_Instructions to follow_:
Render the rows as a Markdown table with the columns "Number" and "Line," from the line containing "pig's ear and produce a box around each." through the last of the rows, both ends included. Leave out blank lines and pictures.

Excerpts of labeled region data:
------------------------------
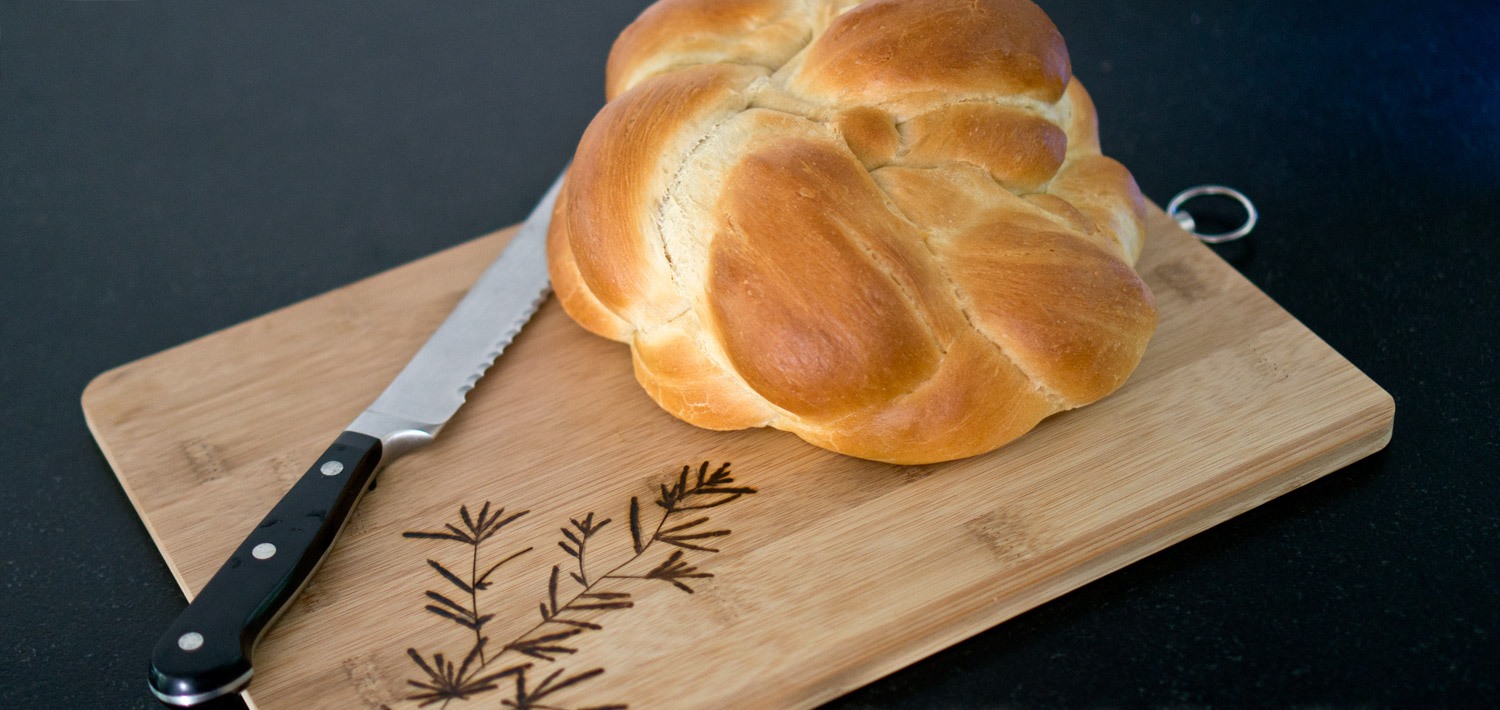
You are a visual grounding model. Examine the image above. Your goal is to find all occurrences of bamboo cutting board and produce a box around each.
[83,209,1394,710]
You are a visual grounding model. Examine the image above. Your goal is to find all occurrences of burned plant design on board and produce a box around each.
[402,461,756,710]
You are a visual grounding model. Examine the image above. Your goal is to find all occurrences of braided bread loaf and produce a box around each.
[548,0,1157,464]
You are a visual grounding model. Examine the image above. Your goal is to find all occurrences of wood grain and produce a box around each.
[84,210,1394,708]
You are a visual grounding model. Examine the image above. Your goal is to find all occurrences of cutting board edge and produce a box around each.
[798,399,1395,707]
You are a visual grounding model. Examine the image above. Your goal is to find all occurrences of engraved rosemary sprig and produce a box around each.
[495,461,756,662]
[404,461,756,710]
[402,501,533,707]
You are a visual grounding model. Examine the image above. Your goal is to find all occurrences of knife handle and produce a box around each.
[150,431,381,705]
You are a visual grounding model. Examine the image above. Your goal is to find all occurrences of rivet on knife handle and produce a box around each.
[150,170,563,705]
[150,431,381,705]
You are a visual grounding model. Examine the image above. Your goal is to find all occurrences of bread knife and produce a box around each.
[149,170,563,707]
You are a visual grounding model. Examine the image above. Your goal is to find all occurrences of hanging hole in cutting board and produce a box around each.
[1167,185,1260,245]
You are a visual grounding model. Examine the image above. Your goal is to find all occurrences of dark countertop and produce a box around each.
[0,0,1500,708]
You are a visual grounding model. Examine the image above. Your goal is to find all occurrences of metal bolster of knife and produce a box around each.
[347,408,443,464]
[150,170,563,705]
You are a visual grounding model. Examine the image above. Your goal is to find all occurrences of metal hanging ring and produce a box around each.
[1167,185,1260,245]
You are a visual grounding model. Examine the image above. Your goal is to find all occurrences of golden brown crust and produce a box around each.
[548,0,1157,464]
[789,0,1071,105]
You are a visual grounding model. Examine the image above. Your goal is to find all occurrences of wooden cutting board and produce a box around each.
[83,209,1394,710]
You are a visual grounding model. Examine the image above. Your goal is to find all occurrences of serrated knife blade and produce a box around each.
[149,168,563,707]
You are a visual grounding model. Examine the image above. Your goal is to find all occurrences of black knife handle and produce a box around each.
[150,431,381,705]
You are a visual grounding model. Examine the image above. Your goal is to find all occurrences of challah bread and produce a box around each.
[548,0,1157,464]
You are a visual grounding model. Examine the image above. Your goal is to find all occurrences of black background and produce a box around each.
[0,0,1500,708]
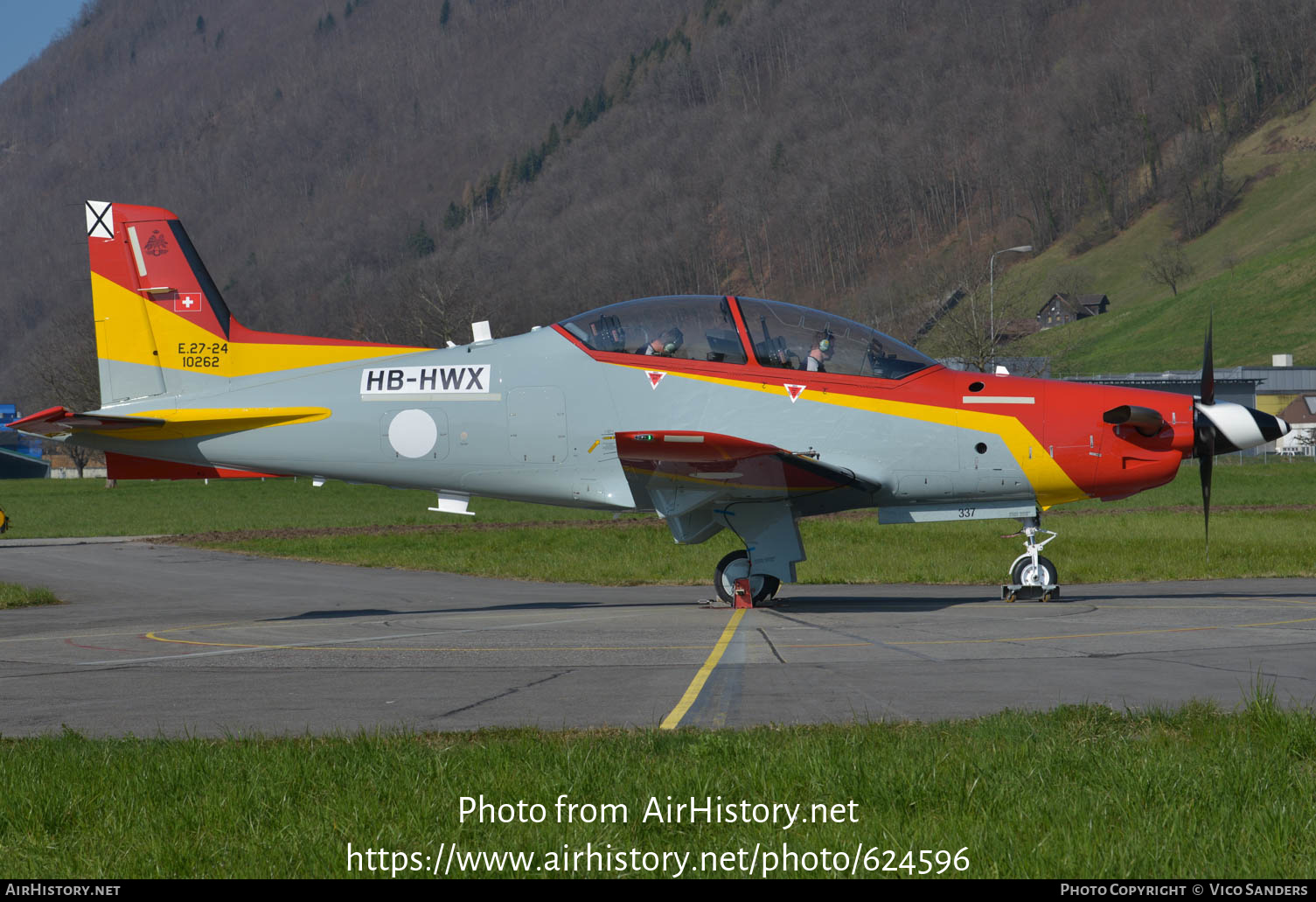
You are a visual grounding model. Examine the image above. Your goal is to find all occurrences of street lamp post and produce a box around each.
[987,245,1033,373]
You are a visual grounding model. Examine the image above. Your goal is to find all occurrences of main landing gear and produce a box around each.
[714,548,782,605]
[1000,516,1061,602]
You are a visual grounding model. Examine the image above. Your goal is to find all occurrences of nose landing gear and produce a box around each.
[1000,518,1061,602]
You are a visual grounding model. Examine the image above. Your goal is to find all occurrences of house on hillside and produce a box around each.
[1275,395,1316,454]
[1037,294,1111,329]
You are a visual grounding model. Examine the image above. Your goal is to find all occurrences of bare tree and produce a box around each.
[36,311,101,479]
[1142,241,1194,297]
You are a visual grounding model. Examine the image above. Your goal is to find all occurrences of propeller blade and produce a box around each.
[1193,315,1216,561]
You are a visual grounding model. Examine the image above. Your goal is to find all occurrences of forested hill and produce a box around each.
[0,0,1316,407]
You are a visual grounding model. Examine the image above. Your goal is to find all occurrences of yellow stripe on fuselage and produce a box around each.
[91,273,429,378]
[617,363,1090,508]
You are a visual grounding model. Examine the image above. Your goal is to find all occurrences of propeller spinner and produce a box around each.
[1193,321,1288,560]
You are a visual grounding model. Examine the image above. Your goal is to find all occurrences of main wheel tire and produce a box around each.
[714,549,782,605]
[1009,555,1060,586]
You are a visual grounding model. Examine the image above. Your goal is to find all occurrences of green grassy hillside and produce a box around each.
[996,109,1316,375]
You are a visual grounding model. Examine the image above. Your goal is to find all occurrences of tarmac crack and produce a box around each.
[758,626,785,664]
[763,607,940,664]
[1131,656,1311,682]
[438,670,571,717]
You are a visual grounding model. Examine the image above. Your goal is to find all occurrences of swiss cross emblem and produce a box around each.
[146,229,169,256]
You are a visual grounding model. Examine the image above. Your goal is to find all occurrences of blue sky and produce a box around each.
[0,0,83,81]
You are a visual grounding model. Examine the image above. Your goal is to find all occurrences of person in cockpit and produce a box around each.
[637,326,686,357]
[805,332,836,373]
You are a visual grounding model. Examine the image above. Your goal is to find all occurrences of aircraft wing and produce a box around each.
[615,430,881,532]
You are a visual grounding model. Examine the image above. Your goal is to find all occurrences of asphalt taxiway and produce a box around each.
[0,540,1316,736]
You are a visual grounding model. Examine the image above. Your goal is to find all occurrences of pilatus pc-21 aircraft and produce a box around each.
[12,201,1288,600]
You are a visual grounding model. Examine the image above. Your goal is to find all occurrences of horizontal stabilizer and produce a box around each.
[105,451,282,479]
[10,407,331,441]
[10,407,164,438]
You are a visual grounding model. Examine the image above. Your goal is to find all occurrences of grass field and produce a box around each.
[0,458,1316,586]
[0,582,63,611]
[0,690,1316,878]
[0,468,1316,878]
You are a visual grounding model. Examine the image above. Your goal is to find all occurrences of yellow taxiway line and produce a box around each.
[658,607,749,730]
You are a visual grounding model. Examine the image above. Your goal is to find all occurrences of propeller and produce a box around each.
[1193,318,1216,561]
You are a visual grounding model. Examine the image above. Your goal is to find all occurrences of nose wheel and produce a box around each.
[714,549,782,605]
[1000,518,1061,602]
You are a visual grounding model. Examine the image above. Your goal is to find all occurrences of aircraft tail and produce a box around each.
[86,200,425,407]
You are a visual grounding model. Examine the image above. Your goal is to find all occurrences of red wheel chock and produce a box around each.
[732,577,754,607]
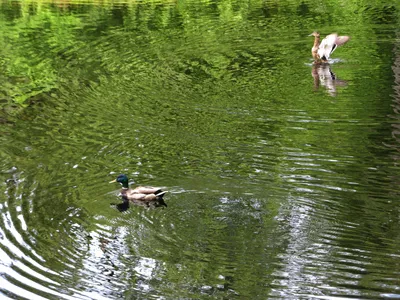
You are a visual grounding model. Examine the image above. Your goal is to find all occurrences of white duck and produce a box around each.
[310,31,350,63]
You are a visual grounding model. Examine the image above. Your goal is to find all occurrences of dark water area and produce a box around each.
[0,1,400,299]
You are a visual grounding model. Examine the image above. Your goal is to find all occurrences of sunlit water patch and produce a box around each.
[0,1,400,299]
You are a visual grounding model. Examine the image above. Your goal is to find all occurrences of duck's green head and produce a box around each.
[110,174,129,188]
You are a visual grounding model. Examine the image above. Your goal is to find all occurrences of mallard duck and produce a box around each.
[110,174,167,206]
[310,31,350,63]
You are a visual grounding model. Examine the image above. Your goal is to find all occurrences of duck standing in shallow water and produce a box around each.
[110,174,167,206]
[310,31,350,63]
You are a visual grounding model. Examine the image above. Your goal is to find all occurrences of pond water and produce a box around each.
[0,0,400,299]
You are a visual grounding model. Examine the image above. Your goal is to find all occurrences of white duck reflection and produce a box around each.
[311,63,347,97]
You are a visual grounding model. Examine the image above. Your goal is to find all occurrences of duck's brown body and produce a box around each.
[111,174,167,206]
[121,186,166,201]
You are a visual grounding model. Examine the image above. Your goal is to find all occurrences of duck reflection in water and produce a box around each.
[311,63,347,97]
[110,174,167,211]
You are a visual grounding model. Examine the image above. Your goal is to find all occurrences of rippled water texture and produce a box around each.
[0,0,400,299]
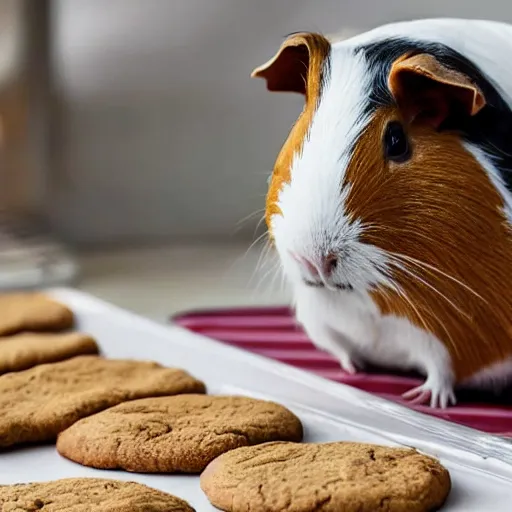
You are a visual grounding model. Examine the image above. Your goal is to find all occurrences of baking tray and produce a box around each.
[0,289,512,512]
[172,307,512,437]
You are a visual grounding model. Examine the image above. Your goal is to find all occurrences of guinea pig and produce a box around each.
[253,19,512,408]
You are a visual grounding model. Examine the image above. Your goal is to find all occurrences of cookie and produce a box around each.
[57,395,302,473]
[0,293,74,336]
[201,443,451,512]
[0,356,205,447]
[0,478,194,512]
[0,332,98,374]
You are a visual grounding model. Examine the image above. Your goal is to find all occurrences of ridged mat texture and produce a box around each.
[172,307,512,437]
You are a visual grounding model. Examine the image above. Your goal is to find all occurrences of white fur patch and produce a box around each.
[272,47,392,289]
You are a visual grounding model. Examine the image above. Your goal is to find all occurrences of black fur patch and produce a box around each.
[358,38,512,192]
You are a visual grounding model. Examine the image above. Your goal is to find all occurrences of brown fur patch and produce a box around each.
[265,34,331,234]
[346,108,512,382]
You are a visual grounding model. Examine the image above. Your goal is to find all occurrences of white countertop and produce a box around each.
[77,243,288,321]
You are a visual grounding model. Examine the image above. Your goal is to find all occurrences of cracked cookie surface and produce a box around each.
[201,442,451,512]
[0,356,205,447]
[57,395,302,473]
[0,332,98,374]
[0,292,74,336]
[0,478,194,512]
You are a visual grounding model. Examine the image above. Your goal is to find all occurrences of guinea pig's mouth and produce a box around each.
[304,279,354,292]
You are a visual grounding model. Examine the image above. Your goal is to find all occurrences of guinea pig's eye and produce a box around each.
[384,121,411,162]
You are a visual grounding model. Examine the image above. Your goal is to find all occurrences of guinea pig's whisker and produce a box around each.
[392,261,471,320]
[387,251,486,302]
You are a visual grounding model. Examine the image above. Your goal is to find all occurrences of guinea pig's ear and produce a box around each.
[388,53,486,129]
[251,32,331,96]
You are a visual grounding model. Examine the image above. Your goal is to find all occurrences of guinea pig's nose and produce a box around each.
[321,253,338,277]
[290,252,338,278]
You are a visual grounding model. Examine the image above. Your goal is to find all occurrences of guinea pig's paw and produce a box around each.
[402,376,457,409]
[333,347,358,375]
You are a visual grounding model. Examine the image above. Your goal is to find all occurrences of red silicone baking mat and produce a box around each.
[172,307,512,436]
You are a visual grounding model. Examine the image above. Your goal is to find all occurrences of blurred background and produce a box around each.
[0,0,512,320]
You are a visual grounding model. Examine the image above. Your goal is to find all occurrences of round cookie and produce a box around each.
[0,478,194,512]
[201,443,451,512]
[57,395,302,473]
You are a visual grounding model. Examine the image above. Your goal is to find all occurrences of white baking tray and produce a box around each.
[0,289,512,512]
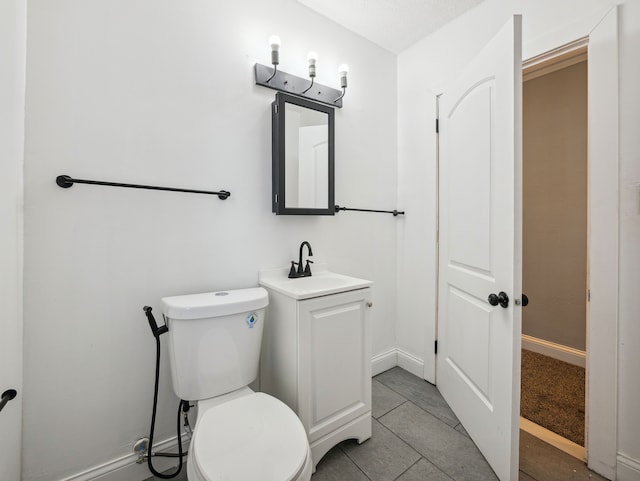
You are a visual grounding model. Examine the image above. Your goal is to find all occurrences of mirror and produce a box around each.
[272,92,335,215]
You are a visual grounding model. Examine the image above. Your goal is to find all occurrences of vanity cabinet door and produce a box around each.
[298,288,371,443]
------------------------------
_Answer below_:
| Number | Line |
|---|---|
| 1 | You are a visual grounding model. Examine the image above. Your goal is to find all occurrences of guinea pig's ear and produce a box around each. |
| 2 | [388,53,486,129] |
| 3 | [251,32,331,96] |
| 4 | You are a visual grounding model. Examine the image above. Your goal is to find all occurrences of guinea pig's nose and produce a box around each. |
| 5 | [321,253,338,277] |
| 6 | [290,252,338,278] |
| 7 | You are a visual grounding model. Examine the image above. Your goal is to find all occurrences of guinea pig's paw and produce a box around each. |
| 8 | [402,376,457,409] |
| 9 | [333,347,358,375] |
| 10 | You are a visual grounding model. Examine the image above. Your goal is to find all occurrences of red silicone baking mat and produce a box around each. |
| 11 | [172,307,512,436] |
| 12 | You are a visual grounding model. Examine the image above. Your goal is to find all occurrences of blurred background and produce a box around each. |
| 13 | [0,0,512,320] |
| 14 | You are a visual grounding model. Examine the image above. Your goal is to find all occurrences of round cookie and produce a box around each. |
| 15 | [0,478,194,512] |
| 16 | [201,443,451,512] |
| 17 | [57,395,302,473] |
| 18 | You are a visual grounding model. Examine the image above. Your goal is to find all occurrences of white baking tray and produce a box around each. |
| 19 | [0,289,512,512] |
| 20 | You are a visual grounding model. Examine the image above. Your goal is to find all occurrences of mirror and produce a box around each. |
| 21 | [272,92,335,215] |
| 22 | You are a visual grounding model. Examine the image above. Your goal is to find all occurrences of vanity cabinet door and produce a box around each. |
| 23 | [298,288,371,443] |